**Extracted text**
☆ ☆ ☆

Similarly threadbare are the pop-culture references and satirical swipes that peppered Shreks 1 and 2, while the few that are present are just too vaguely aimed. Prince Charming, it seems, is merely driven by a craving for celebrity, which culminates in a suitably atrocious stage-musical; the Eric Idle-voiced Mr Merlin (the perpetrator of the body-swap farrago) is a daffy, New Age mumbo-jumbo-dribbling type who hard-peddles wacky group therapies; Worcestershire High – the school at which Artie (Justin Timberlake) studies – should provide plenty of jabs at any number of teenage subcultures but instead we get a pair of dorks playing a boardgame, a token jock and some girls who chew bubblegum and say, “like, totally,” lots. Hell, even the groan-inducing puns which have always appeared on Far, Far Away’s street signs are few and far, far between (the only one we can recall is ‘Versarchery’).

☆ ☆ ☆

**Supplied data**

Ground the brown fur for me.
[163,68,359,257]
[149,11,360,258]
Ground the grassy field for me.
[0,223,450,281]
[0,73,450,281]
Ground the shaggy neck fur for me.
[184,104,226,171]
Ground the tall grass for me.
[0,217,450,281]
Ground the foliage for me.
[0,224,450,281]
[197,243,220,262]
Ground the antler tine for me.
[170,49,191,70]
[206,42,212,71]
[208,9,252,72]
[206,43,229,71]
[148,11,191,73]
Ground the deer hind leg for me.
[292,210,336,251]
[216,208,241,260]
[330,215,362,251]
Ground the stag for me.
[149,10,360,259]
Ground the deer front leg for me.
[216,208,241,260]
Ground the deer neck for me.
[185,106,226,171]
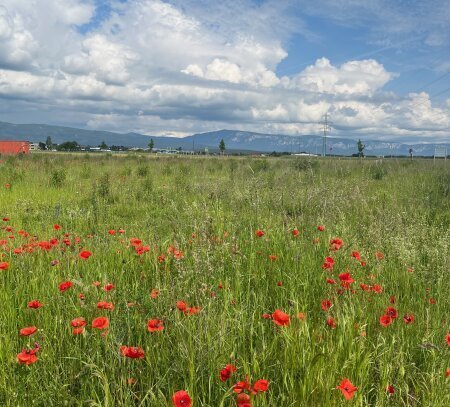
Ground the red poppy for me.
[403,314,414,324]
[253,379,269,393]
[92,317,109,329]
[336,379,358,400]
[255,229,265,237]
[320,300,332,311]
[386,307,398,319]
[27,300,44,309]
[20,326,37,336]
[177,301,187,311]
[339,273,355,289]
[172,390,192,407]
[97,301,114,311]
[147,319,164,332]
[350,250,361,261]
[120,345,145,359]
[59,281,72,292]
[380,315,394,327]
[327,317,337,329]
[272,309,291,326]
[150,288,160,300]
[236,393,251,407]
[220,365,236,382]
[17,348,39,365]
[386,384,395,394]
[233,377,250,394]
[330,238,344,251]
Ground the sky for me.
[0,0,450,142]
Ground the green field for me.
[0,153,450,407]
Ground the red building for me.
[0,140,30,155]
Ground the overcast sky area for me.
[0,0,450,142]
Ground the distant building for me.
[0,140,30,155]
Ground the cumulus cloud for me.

☆ ☆ ☆

**Work instruction 1**
Summarize the Shrek review in two sentences.
**Work instruction 2**
Write the next part of the Shrek review, picking up after its final sentence.
The material comes from a separate source and is unrelated to the Shrek review.

**Result 1**
The film under review has far fewer of the pop-culture references and satirical swipes that filled Shreks 1 and 2, and the few it has are too vaguely aimed. Prince Charming's craving for celebrity, the New Age therapies peddled by Mr Merlin and the stock figures at Worcestershire High are the cited examples, and even the punning street signs of Far, Far Away are scarce, with 'Versarchery' the only one recalled.

**Result 2**
And what of that other material? The kind woven from pixels? From Fiona and her fellow princess’ togs right up to all the aforementioned ‘ooh’ and ‘ahh’ business, Dreamworks Animation once again affirms itself as Pixar’s worthiest CG ‘toon competitor in terms of striving for artful photo-realism. Although, in this pinsharp, so-perfect-it’s-like-giving-your-eyes-blow-jobs HD era, we’ve now reached the point where bold stylistic choices should impress more than simply straining for the clearest reality xerox, and Shrek isn’t really in a position to do that. Its faintly stylised human forms, with their big hands, small feet, long faces and invariably rectangular jaws, do remain disconcertingly mannequinish. No one’s yet done stylised humans as well as Pixar did with The Incredibles, but then Shrek is unfortunately limited by keeping its characters’ look consistent with pre-Incredibles technology and aesthetics.
Question is will the ankle-biting target audience notice any of Shrek The Third’s shortcomings? Probably not. Scenes flit jauntily by, allowing just enough time for a punchline to settle; the pace is fleetfooted and the action suitably slapsticky. Early on, Miller and his team cause a stumbling, tumbling Shrek, restricted by a ludicrous wig, frill and corset, to send a royal function literally up in flames; and later they channel Raising Arizona with a sequence involving a gurgling, burbling multiplicity of innocently destructive Shrek-babies (expect the cuddly toy versions to fly off the toystore shelves). There’s farting, there’s belching and there’s plenty of silly high voices. Plus, moral-wise, kids will find the ‘be true to thyself’ message simple enough to swallow.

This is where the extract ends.